*DIRECTIONS FOR THIS TASK*:
Convert every line of the entries below into a Markdown table with the columns "Row" and "Text". Number the rows in order and leave out any blank lines.

*AVAILABLE RECORDS*:
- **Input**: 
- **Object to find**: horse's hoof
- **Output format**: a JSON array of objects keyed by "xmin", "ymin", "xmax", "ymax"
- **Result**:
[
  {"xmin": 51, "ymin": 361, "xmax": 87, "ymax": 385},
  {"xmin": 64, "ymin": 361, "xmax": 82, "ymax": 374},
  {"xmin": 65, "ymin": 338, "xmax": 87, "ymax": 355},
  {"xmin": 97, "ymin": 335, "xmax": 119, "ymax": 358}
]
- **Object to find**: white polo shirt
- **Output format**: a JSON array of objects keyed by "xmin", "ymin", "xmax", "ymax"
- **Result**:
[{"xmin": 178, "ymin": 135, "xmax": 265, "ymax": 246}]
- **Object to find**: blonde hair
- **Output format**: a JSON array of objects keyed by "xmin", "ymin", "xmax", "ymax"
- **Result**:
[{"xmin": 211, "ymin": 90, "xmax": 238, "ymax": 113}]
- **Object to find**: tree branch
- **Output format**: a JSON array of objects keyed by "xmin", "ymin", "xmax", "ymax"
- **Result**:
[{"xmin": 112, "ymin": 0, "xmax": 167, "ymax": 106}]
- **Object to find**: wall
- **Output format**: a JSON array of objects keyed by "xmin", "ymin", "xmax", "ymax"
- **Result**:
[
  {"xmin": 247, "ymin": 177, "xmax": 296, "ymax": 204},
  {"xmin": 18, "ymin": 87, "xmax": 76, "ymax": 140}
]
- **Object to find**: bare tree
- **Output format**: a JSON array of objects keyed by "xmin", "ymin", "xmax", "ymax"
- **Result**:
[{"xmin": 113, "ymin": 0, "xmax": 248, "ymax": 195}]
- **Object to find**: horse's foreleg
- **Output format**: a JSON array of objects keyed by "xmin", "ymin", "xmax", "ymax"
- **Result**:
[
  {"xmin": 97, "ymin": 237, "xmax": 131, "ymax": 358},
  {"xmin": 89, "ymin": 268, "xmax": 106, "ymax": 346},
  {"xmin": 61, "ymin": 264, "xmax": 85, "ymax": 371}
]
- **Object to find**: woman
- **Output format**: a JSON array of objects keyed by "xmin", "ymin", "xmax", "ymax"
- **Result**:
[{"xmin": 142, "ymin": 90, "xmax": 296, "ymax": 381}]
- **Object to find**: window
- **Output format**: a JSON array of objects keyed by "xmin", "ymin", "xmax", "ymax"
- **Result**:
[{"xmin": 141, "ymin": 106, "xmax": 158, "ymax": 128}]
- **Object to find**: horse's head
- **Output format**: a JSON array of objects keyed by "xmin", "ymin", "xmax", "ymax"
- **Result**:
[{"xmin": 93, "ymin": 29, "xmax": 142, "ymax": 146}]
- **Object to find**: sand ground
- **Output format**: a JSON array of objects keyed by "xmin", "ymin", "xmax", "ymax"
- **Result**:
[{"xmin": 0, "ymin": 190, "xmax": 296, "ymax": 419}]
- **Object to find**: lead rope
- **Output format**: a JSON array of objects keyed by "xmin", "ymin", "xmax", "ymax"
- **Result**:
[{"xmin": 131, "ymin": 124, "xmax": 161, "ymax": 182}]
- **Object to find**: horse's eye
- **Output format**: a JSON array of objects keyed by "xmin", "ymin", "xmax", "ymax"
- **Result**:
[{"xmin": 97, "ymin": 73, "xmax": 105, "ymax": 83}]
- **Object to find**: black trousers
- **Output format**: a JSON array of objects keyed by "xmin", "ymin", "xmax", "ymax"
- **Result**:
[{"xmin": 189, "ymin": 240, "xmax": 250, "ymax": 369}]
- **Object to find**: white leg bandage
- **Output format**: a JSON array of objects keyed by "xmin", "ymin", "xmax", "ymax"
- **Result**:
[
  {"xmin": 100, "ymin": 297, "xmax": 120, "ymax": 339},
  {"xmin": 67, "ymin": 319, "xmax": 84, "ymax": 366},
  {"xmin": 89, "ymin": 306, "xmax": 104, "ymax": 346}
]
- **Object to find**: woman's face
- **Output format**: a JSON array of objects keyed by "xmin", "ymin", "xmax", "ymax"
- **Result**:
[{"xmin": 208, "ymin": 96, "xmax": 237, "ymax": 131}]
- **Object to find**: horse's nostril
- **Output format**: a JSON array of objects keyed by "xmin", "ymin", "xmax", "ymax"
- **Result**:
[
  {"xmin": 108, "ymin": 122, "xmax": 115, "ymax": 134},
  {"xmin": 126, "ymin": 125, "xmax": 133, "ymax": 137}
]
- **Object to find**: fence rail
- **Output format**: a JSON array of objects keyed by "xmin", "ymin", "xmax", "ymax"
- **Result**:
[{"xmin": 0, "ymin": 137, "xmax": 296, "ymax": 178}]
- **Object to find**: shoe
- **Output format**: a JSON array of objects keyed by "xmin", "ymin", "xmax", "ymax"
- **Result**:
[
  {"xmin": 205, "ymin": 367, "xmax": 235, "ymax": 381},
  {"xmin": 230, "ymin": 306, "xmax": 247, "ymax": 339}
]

*FINAL RESULT*:
| Row | Text |
|---|---|
| 1 | - **Input**:  |
| 2 | - **Object to find**: horse's hoof |
| 3 | - **Output format**: a JSON array of objects keyed by "xmin", "ymin", "xmax", "ymax" |
| 4 | - **Result**: |
| 5 | [ |
| 6 |   {"xmin": 51, "ymin": 361, "xmax": 87, "ymax": 385}, |
| 7 |   {"xmin": 64, "ymin": 361, "xmax": 82, "ymax": 374}, |
| 8 |   {"xmin": 65, "ymin": 338, "xmax": 87, "ymax": 355}, |
| 9 |   {"xmin": 97, "ymin": 335, "xmax": 119, "ymax": 358} |
| 10 | ] |
| 11 | - **Object to find**: white polo shirt |
| 12 | - **Output format**: a JSON array of objects keyed by "xmin", "ymin", "xmax", "ymax" |
| 13 | - **Result**: |
| 14 | [{"xmin": 178, "ymin": 135, "xmax": 265, "ymax": 246}] |
| 15 | - **Object to find**: blonde hair |
| 16 | - **Output format**: a JSON array of objects keyed by "xmin", "ymin", "xmax", "ymax" |
| 17 | - **Result**: |
| 18 | [{"xmin": 211, "ymin": 90, "xmax": 238, "ymax": 113}] |
| 19 | - **Object to find**: tree branch |
| 20 | - **Output format**: a JSON array of objects keyed by "xmin", "ymin", "xmax", "ymax" |
| 21 | - **Result**: |
| 22 | [{"xmin": 112, "ymin": 0, "xmax": 167, "ymax": 106}] |
| 23 | - **Object to find**: wall |
| 24 | - **Output format**: a JSON array of objects keyed by "xmin", "ymin", "xmax", "ymax" |
| 25 | - **Result**: |
| 26 | [ |
| 27 |   {"xmin": 247, "ymin": 177, "xmax": 296, "ymax": 204}, |
| 28 |   {"xmin": 18, "ymin": 87, "xmax": 76, "ymax": 140} |
| 29 | ] |
| 30 | - **Object to find**: bare tree |
| 31 | - **Output format**: a JSON array of objects keyed by "xmin", "ymin", "xmax", "ymax" |
| 32 | - **Result**: |
| 33 | [{"xmin": 113, "ymin": 0, "xmax": 248, "ymax": 195}] |
| 34 | - **Object to find**: horse's foreleg |
| 35 | - **Output format**: a JSON array of objects keyed by "xmin", "ymin", "xmax", "ymax" |
| 36 | - **Result**: |
| 37 | [ |
| 38 |   {"xmin": 97, "ymin": 237, "xmax": 131, "ymax": 358}, |
| 39 |   {"xmin": 89, "ymin": 268, "xmax": 106, "ymax": 346}, |
| 40 |   {"xmin": 61, "ymin": 264, "xmax": 85, "ymax": 371} |
| 41 | ] |
| 42 | - **Object to find**: woman |
| 43 | - **Output format**: a JSON array of objects keyed by "xmin", "ymin", "xmax", "ymax" |
| 44 | - **Result**: |
| 45 | [{"xmin": 142, "ymin": 90, "xmax": 296, "ymax": 381}] |
| 46 | - **Object to find**: window |
| 47 | - **Output format**: a JSON array of objects keyed by "xmin", "ymin", "xmax", "ymax" |
| 48 | - **Result**: |
| 49 | [{"xmin": 141, "ymin": 106, "xmax": 158, "ymax": 128}] |
| 50 | - **Object to find**: horse's head |
| 51 | - **Output format**: a JSON array of objects keyed by "xmin", "ymin", "xmax", "ymax" |
| 52 | - **Result**: |
| 53 | [{"xmin": 93, "ymin": 29, "xmax": 142, "ymax": 146}] |
| 54 | - **Object to find**: sand ground |
| 55 | - **Output format**: a JSON array of objects keyed by "xmin", "ymin", "xmax", "ymax" |
| 56 | - **Result**: |
| 57 | [{"xmin": 0, "ymin": 190, "xmax": 296, "ymax": 419}] |
| 58 | - **Object to find**: lead rope |
| 59 | - **Output format**: a JSON array of objects keyed by "xmin", "ymin", "xmax", "ymax" |
| 60 | - **Result**: |
| 61 | [{"xmin": 131, "ymin": 124, "xmax": 161, "ymax": 182}] |
| 62 | - **Object to find**: horse's eye |
| 63 | - **Output format**: a JSON array of objects keyed by "xmin", "ymin", "xmax", "ymax" |
| 64 | - **Result**: |
| 65 | [{"xmin": 97, "ymin": 73, "xmax": 105, "ymax": 83}] |
| 66 | - **Object to find**: black trousers |
| 67 | - **Output format**: a JSON array of objects keyed by "xmin", "ymin", "xmax", "ymax" |
| 68 | - **Result**: |
| 69 | [{"xmin": 189, "ymin": 240, "xmax": 250, "ymax": 369}] |
| 70 | - **Object to find**: white leg bandage |
| 71 | - **Output format**: a JSON array of objects keyed by "xmin", "ymin", "xmax", "ymax" |
| 72 | - **Result**: |
| 73 | [ |
| 74 |   {"xmin": 100, "ymin": 297, "xmax": 120, "ymax": 339}, |
| 75 |   {"xmin": 67, "ymin": 319, "xmax": 84, "ymax": 366}, |
| 76 |   {"xmin": 89, "ymin": 306, "xmax": 104, "ymax": 346} |
| 77 | ] |
| 78 | - **Object to find**: woman's face |
| 79 | - **Output format**: a JSON array of objects keyed by "xmin", "ymin", "xmax", "ymax" |
| 80 | - **Result**: |
| 81 | [{"xmin": 208, "ymin": 96, "xmax": 237, "ymax": 131}] |
| 82 | - **Object to find**: horse's nostril |
| 83 | - **Output format**: a JSON array of objects keyed by "xmin", "ymin", "xmax", "ymax" |
| 84 | - **Result**: |
| 85 | [ |
| 86 |   {"xmin": 108, "ymin": 122, "xmax": 115, "ymax": 134}, |
| 87 |   {"xmin": 126, "ymin": 125, "xmax": 133, "ymax": 137} |
| 88 | ] |
| 89 | - **Object to find**: fence rail |
| 90 | - **Output format**: a JSON array of objects keyed by "xmin", "ymin", "xmax", "ymax" |
| 91 | - **Result**: |
| 92 | [{"xmin": 0, "ymin": 137, "xmax": 296, "ymax": 178}] |
| 93 | - **Object to find**: shoe |
| 94 | - **Output format**: a JSON array of objects keyed by "xmin", "ymin", "xmax", "ymax" |
| 95 | - **Result**: |
| 96 | [ |
| 97 |   {"xmin": 205, "ymin": 367, "xmax": 235, "ymax": 381}, |
| 98 |   {"xmin": 230, "ymin": 306, "xmax": 247, "ymax": 339} |
| 99 | ] |